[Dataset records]
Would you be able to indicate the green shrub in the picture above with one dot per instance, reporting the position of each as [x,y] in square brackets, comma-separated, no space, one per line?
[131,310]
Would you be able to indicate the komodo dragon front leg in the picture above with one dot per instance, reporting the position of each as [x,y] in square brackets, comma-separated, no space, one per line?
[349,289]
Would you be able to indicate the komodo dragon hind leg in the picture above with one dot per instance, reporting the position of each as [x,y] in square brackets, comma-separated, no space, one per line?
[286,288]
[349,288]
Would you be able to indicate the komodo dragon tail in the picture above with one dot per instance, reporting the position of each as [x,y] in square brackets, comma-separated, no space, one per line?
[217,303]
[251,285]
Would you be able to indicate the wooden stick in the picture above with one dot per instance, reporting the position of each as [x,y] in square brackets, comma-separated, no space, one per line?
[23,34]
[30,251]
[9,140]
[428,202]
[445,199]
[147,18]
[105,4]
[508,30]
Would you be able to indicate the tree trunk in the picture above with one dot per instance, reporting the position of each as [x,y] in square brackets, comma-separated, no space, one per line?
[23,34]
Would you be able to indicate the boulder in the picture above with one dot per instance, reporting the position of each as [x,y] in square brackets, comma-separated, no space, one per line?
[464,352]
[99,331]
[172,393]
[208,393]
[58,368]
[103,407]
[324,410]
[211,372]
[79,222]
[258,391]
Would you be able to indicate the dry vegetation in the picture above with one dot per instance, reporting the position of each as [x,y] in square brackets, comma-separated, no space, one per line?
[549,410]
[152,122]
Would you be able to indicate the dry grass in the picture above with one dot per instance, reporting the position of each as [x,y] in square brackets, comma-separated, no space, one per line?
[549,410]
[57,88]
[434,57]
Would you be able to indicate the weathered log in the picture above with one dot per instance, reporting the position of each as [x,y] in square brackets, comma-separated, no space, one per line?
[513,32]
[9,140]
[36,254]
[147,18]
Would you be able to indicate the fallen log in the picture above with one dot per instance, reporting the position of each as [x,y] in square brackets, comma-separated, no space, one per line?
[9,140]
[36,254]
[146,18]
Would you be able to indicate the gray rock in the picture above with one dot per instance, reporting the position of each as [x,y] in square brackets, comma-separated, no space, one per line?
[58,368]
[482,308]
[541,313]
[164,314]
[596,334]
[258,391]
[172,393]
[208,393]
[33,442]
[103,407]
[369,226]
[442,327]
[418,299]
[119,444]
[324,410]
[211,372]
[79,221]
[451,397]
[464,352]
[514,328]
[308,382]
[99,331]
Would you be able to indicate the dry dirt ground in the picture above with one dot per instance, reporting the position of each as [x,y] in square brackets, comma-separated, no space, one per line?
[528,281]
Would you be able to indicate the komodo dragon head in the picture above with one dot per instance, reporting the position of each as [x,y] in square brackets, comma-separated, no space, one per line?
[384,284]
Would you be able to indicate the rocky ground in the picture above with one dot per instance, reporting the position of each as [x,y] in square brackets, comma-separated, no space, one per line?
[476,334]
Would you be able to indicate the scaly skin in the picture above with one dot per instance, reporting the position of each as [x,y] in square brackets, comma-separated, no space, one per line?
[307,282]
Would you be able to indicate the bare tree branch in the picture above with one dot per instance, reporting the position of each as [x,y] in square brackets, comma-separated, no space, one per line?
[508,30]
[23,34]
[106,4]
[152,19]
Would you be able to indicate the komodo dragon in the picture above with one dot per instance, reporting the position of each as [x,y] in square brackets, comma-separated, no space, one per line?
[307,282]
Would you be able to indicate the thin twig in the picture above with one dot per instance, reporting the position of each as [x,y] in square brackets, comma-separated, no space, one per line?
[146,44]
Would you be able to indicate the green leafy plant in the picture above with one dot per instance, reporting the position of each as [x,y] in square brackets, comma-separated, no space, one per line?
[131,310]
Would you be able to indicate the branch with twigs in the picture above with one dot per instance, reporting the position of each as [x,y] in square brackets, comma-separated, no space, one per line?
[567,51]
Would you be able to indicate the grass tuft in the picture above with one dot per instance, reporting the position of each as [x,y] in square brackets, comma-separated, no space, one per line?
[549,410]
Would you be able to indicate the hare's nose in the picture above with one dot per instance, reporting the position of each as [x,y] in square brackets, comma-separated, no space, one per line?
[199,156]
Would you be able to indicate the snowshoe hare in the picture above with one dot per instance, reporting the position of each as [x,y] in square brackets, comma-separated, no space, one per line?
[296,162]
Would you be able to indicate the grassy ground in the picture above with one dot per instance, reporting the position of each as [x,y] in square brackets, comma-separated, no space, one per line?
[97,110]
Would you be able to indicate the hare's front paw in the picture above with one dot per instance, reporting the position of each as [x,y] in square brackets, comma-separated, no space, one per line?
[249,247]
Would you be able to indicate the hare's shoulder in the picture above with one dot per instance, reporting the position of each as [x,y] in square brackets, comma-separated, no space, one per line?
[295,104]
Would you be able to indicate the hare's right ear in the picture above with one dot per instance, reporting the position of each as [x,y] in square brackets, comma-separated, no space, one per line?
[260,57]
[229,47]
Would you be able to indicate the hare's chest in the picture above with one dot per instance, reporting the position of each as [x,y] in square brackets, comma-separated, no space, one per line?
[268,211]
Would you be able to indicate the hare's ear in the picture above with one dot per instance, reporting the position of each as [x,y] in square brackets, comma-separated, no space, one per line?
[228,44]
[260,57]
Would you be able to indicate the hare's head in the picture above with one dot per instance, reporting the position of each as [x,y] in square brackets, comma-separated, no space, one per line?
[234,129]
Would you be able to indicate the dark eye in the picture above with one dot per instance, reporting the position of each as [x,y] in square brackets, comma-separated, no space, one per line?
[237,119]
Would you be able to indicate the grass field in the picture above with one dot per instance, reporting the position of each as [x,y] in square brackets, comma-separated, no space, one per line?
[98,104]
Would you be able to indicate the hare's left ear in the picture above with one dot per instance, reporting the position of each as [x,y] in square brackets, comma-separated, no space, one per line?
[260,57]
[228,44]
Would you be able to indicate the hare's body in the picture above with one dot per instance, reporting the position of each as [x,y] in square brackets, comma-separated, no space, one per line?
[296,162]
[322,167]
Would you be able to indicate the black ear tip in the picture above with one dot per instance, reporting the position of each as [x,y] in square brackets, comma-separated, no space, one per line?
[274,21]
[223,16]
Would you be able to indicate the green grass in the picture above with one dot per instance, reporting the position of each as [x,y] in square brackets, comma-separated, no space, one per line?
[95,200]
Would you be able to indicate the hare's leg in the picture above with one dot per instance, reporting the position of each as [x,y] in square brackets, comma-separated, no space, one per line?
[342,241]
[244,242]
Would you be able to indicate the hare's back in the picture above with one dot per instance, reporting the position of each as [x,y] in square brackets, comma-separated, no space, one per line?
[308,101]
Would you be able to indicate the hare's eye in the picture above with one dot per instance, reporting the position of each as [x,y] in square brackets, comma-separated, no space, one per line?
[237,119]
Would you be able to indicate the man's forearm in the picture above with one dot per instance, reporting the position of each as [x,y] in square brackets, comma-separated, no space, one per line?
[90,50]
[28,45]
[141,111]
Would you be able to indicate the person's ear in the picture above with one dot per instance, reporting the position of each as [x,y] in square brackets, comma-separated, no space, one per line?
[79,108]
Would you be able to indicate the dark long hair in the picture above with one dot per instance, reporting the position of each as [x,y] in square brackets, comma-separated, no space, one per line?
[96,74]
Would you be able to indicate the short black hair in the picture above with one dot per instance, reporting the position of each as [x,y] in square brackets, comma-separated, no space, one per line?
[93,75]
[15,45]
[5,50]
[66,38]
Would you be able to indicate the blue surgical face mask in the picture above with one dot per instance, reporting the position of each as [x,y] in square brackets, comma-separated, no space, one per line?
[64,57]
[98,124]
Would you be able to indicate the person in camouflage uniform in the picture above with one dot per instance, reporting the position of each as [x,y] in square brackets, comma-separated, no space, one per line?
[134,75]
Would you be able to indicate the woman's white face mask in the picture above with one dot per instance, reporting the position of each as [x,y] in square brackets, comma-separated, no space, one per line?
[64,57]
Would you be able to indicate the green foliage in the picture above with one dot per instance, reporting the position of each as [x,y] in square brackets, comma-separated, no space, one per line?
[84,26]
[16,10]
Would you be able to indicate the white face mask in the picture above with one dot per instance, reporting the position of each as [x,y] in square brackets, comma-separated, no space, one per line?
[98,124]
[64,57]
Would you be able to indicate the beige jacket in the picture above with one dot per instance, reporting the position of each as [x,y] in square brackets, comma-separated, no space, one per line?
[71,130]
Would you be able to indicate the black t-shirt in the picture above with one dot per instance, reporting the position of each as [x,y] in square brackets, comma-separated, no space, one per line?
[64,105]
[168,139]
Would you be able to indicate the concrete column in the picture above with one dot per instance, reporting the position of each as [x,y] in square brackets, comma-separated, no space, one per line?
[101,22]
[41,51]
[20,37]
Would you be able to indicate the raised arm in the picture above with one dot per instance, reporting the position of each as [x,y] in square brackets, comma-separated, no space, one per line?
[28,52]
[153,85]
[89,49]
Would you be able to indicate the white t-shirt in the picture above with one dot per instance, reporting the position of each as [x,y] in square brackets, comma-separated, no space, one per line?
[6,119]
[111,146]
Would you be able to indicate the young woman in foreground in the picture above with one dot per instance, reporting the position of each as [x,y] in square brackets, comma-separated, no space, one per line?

What you need to do
The output should consist only of the lines from the one with "Would you be able to indicate the black t-shirt" through the final line of the records above, exactly.

Response
Would you be able to indicate the black t-shirt in the picture above with one dot per instance, reporting the position of each as [x,y] in square brackets, comma-separated, no space, one per line?
[64,105]
[168,139]
Would you be able to indicate the concrete column in the picture above with one dot per instance, reporting the position of each as [x,y] in square brackets, comma-separated, no space, one per line?
[101,22]
[41,51]
[20,37]
Would you be able to indicate the raised arm in the picture above with one dot per instance, reporting the position of each as [x,y] in square brackets, comma-separated, no space, one per line?
[28,52]
[153,85]
[89,49]
Would you be able to indicate the white t-shirt in the picture above with one dot per instance, reporting the position of each as [x,y] in square brackets, comma-separated, no space, one per line?
[6,119]
[111,146]
Would you be able to indicate the young woman in foreground in the picture above with one dot per instance, reporting the position of each as [x,y] in square brackets, comma-separated, no space, one per line?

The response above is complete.